JFD Australia, which has provided Australia’s submarine rescue capability for more than a decade, recently completed the annual Black Carillon submarine rescue certification exercise in partnership with the Royal Australian Navy off the coast of Western Australia.

The rescue system can not only save submariners from a disabled submarine but  also treat them once they are safely out of the water. The system includes a piloted submarine rescue vehicle that after being launched from a supply ship, dives down to locate and mate with a disabled submarine, a transfer-under-pressure chamber to transport the rescued crew to the water’s surface and a state-of-the-art hyperbaric equipment suite, delivered into service just two years ago, that can provide crucial medical treatment once personnel are back on the ship. This means the entire crew of a Collins-class submarine (or an Attack-class submarine), some 60 personnel, can be saved and then treated for any medical conditions as quickly and efficiently as possible.

“This is a critical sovereign capability for Australia and is what submarine rescue is all about,” said Toff Idrus, managing director, JFD Australia. “Nothing is more important to us than keeping submariners safe, it is our highest priority.”

Participating in Black Carillon 2020 was JFD Australia’s team of local operators and tradespeople based at the company’s national headquarters and advanced production facility at Bibra Lake, south of Perth.

Globally, JFD provides submarine rescue services to the North Atlantic Treaty Organisation (NATO), which includes the British Royal Navy and French Navy, as well as navies in India, Singapore, South Korea and Sweden.

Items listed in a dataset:
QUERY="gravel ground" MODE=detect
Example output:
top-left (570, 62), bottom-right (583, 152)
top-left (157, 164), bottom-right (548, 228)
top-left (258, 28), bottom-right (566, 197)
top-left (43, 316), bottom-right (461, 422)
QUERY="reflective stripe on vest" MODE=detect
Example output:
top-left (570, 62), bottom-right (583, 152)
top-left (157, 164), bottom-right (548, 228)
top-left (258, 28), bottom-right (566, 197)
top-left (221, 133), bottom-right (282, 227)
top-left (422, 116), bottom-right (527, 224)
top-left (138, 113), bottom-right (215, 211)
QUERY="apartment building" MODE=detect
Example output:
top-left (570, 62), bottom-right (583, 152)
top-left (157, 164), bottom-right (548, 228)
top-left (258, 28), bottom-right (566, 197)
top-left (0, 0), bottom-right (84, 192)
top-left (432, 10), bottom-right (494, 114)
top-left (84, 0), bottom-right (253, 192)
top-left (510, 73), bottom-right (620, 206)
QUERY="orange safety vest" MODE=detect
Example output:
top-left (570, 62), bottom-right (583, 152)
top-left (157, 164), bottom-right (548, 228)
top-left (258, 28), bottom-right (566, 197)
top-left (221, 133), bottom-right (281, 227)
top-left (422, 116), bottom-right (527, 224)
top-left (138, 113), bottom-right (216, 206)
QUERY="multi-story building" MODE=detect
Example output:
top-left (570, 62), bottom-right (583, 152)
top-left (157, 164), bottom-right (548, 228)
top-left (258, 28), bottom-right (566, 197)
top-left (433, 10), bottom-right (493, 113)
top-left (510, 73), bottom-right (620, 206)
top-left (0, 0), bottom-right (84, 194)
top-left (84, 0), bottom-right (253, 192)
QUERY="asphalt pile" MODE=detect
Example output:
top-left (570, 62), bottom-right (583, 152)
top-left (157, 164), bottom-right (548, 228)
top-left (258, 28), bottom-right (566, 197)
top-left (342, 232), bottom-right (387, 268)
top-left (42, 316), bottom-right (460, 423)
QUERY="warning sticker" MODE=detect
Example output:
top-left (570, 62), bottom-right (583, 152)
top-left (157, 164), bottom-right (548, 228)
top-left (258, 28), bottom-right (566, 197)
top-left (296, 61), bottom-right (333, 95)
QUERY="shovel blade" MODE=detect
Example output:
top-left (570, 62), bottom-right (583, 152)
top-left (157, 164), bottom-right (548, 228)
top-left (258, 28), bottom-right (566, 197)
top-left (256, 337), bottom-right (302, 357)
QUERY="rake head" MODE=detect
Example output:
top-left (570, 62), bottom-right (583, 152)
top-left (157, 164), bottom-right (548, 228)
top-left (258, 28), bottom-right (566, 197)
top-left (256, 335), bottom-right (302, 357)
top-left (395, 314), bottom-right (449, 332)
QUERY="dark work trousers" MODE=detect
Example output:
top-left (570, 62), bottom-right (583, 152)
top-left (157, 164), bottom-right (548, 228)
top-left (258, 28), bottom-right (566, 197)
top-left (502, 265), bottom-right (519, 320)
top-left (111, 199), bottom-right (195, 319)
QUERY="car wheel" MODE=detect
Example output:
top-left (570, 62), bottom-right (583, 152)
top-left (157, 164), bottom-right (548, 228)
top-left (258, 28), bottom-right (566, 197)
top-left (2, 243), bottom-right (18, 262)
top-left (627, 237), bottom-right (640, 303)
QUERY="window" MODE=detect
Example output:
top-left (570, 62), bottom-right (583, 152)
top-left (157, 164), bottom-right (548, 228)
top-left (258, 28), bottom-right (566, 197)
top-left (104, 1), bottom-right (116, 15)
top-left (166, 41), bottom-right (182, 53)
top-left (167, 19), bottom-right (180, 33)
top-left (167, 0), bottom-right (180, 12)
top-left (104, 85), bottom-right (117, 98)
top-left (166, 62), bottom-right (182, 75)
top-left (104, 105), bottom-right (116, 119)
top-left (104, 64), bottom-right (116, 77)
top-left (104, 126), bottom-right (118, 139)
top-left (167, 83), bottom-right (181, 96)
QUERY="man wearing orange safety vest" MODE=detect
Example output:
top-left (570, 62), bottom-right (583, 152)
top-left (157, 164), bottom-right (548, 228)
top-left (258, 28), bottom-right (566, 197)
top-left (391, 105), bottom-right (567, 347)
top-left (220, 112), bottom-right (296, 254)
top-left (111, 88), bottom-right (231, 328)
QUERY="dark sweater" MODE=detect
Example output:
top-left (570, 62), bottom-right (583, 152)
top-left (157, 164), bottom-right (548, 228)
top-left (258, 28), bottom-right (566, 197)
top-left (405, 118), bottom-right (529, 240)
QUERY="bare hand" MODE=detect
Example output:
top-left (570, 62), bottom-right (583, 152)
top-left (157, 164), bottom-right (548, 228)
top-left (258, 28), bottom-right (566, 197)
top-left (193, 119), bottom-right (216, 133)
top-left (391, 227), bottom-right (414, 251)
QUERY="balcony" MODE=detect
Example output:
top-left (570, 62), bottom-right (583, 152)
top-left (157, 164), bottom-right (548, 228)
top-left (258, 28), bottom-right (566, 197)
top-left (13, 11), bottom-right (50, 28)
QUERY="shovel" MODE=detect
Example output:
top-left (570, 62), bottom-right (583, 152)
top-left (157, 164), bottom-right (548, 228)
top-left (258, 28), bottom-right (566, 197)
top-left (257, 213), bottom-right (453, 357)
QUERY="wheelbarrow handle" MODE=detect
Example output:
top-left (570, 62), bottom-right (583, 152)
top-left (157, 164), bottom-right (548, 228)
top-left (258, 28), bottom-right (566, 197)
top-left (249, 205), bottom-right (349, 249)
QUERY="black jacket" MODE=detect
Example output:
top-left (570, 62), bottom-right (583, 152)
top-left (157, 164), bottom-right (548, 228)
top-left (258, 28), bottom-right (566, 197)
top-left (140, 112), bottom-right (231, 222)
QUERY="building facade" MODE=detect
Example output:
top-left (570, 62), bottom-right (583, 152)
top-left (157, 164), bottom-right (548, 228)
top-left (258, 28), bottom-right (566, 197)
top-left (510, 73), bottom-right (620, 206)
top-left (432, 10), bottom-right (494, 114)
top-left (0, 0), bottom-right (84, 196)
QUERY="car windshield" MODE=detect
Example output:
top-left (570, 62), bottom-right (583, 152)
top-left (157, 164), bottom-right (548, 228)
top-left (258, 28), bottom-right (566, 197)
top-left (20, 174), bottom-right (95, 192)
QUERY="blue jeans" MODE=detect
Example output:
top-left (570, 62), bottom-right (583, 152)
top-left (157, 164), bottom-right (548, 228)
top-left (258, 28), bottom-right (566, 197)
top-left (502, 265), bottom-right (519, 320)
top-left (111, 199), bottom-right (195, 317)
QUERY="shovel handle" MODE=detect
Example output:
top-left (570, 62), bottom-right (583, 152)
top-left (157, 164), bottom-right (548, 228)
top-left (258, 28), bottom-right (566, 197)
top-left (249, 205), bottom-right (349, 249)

◆ To do:
1/ Rewrite the passage on JFD Australia's submarine rescue work between "JFD Australia, which" and "of Western Australia.", inclusive, replacing "Royal Australian Navy" with "Australian Defence Force".
2/ According to the passage on JFD Australia's submarine rescue work, where are the company's national headquarters and advanced production facility located?

◆ Numbered answers:
1/
JFD Australia, which has provided Australia’s submarine rescue capability for more than a decade, recently completed the annual Black Carillon submarine rescue certification exercise in partnership with the Australian Defence Force off the coast of Western Australia.

2/ At Bibra Lake, south of Perth.